**Required task:** Write out the passage on the Buck Buchanan Award word for word, from its first sentence to its last.
## START Document passage
The Buck Buchanan Award is awarded annually to the most outstanding defensive player in the Division I Football Championship Subdivision (formerly Division I-AA) of college football, and was first given in 1995 after the Walter Payton Award was designated solely for offensive players.

It was named in honor of Pro Football Hall of Fame defensive tackle Buck Buchanan, who starred at Grambling State University. Buchanan was an All-American defensive lineman and the first overall pick in the 1963 American Football League (AFL) Draft by the Kansas City Chiefs.

Up until 2015, the Payton and Buchanan Awards were awarded by The Sports Network. Since STATS LLC, now known as Stats Perform, acquired The Sports Network in February 2015, it has presented all of the major FCS awards. Through the 2011 season, the awards were presented the night before the NCAA Division I Football Championship, but the 2012 awards were presented on December 17, nearly three weeks before that season's championship game.
## END Document passage
## START Given information
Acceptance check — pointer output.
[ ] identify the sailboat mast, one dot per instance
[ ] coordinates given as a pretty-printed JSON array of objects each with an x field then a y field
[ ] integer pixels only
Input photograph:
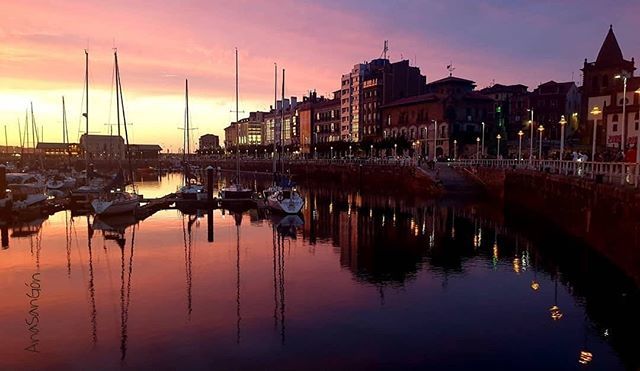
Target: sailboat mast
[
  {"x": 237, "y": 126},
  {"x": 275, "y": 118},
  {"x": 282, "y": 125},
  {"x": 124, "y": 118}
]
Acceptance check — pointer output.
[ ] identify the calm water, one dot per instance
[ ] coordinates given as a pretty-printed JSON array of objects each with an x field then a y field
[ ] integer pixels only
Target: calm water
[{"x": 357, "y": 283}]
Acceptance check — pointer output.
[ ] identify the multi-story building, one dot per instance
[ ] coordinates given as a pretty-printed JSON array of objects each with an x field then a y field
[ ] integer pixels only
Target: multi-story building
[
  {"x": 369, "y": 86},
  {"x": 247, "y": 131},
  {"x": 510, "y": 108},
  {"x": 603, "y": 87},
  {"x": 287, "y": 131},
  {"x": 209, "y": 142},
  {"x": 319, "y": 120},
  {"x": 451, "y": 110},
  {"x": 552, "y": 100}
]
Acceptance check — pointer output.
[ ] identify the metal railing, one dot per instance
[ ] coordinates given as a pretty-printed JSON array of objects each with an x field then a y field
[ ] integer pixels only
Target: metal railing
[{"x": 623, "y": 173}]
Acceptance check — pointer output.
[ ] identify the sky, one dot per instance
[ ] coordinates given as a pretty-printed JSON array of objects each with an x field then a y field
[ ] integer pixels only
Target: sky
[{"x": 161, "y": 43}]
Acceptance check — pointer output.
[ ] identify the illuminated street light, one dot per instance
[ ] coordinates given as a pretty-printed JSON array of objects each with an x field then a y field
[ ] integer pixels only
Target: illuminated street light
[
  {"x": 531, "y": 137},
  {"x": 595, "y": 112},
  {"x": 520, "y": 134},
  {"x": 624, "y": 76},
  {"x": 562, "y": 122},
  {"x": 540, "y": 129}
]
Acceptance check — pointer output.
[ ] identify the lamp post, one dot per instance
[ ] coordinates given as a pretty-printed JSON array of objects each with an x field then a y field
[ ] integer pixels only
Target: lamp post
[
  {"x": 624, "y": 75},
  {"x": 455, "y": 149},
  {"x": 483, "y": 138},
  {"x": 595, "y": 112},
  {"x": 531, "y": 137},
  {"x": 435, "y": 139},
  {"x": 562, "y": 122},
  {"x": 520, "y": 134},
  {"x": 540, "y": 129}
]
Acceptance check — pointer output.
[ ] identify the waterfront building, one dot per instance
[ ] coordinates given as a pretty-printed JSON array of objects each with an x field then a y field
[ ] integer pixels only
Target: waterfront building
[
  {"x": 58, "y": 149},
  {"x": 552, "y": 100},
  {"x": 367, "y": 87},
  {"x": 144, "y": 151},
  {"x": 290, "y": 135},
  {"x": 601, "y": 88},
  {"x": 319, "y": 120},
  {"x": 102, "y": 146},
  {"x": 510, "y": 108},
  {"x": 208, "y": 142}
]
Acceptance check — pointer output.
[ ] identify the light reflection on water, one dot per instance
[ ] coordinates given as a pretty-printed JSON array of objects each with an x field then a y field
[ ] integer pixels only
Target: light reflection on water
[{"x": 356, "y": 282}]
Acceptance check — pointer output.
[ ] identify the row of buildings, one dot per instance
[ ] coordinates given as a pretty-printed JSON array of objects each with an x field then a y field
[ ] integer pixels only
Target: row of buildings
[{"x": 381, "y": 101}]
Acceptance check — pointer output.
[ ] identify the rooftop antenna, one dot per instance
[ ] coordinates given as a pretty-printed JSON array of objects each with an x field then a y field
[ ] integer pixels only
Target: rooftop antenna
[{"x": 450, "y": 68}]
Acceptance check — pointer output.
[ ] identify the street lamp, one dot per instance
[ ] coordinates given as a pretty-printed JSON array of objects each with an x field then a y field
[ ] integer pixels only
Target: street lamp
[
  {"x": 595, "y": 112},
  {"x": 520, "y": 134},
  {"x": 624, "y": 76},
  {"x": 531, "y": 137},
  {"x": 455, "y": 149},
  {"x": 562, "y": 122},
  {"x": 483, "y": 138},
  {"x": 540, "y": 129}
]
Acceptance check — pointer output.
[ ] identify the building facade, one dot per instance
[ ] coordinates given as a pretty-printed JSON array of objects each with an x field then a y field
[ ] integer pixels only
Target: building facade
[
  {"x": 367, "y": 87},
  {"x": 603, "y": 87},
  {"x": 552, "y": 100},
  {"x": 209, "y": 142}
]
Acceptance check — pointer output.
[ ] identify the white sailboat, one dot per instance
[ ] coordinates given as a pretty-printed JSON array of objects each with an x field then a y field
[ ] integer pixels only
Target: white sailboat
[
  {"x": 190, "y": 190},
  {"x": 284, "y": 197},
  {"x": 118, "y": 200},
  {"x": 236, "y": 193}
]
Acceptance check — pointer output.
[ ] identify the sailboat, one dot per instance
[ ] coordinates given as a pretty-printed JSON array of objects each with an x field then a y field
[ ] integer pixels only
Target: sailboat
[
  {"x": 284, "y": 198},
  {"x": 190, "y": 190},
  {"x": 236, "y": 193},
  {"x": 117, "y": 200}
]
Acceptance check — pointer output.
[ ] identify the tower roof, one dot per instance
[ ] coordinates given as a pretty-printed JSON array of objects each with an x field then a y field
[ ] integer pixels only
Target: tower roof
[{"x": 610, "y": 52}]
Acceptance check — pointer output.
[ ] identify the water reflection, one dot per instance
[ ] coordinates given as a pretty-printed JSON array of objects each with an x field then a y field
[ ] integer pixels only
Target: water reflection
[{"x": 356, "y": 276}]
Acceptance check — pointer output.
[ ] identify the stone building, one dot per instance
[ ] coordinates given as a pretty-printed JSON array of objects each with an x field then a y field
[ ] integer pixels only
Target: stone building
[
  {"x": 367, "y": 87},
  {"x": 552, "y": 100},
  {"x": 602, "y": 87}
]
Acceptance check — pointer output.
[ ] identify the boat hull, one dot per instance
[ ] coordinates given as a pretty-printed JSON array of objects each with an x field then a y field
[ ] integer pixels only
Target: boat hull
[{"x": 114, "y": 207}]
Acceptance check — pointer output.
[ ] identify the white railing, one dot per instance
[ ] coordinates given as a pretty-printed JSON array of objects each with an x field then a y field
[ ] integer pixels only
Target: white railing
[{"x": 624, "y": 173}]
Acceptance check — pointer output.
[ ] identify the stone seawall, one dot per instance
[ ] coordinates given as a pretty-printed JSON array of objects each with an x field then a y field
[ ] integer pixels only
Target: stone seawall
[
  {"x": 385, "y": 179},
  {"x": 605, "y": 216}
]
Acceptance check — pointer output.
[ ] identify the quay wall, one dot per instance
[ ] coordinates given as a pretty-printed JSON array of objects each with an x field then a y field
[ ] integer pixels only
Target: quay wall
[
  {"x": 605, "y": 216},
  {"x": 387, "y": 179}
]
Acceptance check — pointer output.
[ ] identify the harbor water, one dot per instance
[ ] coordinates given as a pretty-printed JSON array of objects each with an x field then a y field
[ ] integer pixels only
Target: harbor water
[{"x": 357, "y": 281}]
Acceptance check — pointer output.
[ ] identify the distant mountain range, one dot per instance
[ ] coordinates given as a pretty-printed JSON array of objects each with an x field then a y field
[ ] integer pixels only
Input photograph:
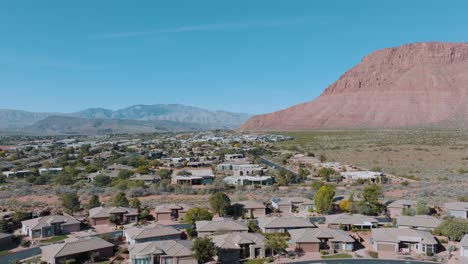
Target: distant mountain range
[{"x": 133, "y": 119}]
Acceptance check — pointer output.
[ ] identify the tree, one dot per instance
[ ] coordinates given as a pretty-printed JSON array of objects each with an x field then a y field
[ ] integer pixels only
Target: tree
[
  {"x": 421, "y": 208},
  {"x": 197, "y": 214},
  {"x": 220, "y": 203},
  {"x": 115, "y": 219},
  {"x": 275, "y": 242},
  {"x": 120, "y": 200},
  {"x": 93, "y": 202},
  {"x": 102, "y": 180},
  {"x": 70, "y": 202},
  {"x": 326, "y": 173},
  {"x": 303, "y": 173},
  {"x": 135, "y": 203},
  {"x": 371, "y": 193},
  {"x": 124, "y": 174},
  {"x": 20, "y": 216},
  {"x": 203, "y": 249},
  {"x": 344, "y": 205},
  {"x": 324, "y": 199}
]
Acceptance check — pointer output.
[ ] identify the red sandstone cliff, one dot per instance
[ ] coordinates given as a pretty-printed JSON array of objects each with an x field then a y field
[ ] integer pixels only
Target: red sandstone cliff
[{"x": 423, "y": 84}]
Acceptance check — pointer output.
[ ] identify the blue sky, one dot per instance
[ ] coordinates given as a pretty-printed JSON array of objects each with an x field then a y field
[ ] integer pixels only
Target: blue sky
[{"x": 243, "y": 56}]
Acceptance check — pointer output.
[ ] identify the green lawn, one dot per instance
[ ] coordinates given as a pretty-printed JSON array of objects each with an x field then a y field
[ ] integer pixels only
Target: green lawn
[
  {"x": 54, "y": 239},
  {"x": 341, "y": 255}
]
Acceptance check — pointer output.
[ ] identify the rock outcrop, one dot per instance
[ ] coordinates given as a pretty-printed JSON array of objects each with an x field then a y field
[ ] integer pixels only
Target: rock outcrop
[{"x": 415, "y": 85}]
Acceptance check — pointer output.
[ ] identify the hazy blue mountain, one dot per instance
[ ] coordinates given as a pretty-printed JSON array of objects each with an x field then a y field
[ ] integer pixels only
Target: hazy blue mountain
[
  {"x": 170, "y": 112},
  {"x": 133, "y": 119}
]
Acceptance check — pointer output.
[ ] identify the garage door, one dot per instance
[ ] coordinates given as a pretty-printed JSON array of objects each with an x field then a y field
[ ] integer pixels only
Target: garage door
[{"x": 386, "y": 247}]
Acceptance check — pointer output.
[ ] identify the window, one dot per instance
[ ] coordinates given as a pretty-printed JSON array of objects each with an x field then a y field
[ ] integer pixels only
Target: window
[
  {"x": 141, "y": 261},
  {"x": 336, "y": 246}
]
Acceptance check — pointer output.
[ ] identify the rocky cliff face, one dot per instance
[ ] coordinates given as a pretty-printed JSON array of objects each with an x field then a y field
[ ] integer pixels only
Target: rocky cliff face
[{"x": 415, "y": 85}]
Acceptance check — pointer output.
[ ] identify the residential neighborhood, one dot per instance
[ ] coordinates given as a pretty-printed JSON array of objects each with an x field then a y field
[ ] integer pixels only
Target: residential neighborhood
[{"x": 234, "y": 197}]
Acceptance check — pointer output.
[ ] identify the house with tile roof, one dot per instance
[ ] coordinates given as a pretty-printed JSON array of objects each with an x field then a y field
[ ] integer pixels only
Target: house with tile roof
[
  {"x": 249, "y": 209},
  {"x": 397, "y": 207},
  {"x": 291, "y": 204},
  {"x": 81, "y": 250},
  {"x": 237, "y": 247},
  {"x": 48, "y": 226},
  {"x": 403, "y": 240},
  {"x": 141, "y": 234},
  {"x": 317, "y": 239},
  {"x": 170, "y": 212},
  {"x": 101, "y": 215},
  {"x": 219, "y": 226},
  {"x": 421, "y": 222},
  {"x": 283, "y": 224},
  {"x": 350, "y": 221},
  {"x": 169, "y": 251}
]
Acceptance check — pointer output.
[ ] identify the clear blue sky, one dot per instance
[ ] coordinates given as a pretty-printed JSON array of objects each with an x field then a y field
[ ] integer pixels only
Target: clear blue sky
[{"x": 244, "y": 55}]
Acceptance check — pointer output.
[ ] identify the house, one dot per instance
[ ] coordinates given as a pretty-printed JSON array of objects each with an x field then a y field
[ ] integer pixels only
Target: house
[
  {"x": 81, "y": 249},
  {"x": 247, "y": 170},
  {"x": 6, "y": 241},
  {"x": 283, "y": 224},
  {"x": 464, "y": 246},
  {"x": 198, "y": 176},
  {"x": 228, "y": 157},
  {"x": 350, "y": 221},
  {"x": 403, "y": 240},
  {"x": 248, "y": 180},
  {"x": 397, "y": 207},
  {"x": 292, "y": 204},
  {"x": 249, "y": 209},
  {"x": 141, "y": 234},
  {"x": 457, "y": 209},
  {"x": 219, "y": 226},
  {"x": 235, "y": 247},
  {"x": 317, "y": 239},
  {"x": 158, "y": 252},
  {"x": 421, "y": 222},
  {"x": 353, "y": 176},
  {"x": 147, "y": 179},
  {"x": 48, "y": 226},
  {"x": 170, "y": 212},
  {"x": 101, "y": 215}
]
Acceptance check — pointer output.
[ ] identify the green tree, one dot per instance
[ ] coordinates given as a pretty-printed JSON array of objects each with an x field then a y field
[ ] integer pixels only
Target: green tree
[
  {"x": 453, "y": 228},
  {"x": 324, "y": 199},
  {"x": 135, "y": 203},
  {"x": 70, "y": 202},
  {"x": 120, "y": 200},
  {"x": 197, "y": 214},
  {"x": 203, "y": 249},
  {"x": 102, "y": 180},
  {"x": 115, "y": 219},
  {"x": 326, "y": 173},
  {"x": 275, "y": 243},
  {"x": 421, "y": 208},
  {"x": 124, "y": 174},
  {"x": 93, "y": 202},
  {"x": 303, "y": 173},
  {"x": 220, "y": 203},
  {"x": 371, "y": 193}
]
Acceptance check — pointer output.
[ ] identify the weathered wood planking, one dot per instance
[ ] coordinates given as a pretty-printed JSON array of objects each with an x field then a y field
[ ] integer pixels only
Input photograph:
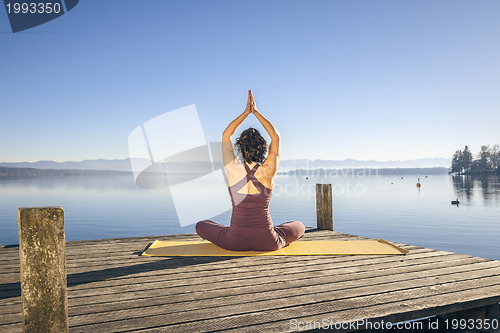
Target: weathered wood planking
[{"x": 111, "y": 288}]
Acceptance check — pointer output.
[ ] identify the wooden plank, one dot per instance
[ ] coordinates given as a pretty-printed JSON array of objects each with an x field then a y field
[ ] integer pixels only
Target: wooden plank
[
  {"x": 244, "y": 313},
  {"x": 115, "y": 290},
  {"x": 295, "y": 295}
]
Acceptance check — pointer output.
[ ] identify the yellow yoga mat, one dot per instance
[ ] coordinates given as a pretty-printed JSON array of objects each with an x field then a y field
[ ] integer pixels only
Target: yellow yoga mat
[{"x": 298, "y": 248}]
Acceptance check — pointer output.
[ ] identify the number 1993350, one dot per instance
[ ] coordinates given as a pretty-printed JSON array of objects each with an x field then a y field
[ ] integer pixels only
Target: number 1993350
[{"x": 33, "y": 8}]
## END Given information
**The completed task:**
The Buck Buchanan Award is awarded annually to the most outstanding defensive player in the Division I Football Championship Subdivision (formerly Division I-AA) of college football, and was first given in 1995 after the Walter Payton Award was designated solely for offensive players.

It was named in honor of Pro Football Hall of Fame defensive tackle Buck Buchanan, who starred at Grambling State University. Buchanan was an All-American defensive lineman and the first overall pick in the 1963 American Football League (AFL) Draft by the Kansas City Chiefs.

Up until 2015, the Payton and Buchanan Awards were awarded by The Sports Network. Since STATS LLC, now known as Stats Perform, acquired The Sports Network in February 2015, it has presented all of the major FCS awards. Through the 2011 season, the awards were presented the night before the NCAA Division I Football Championship, but the 2012 awards were presented on December 17, nearly three weeks before that season's championship game.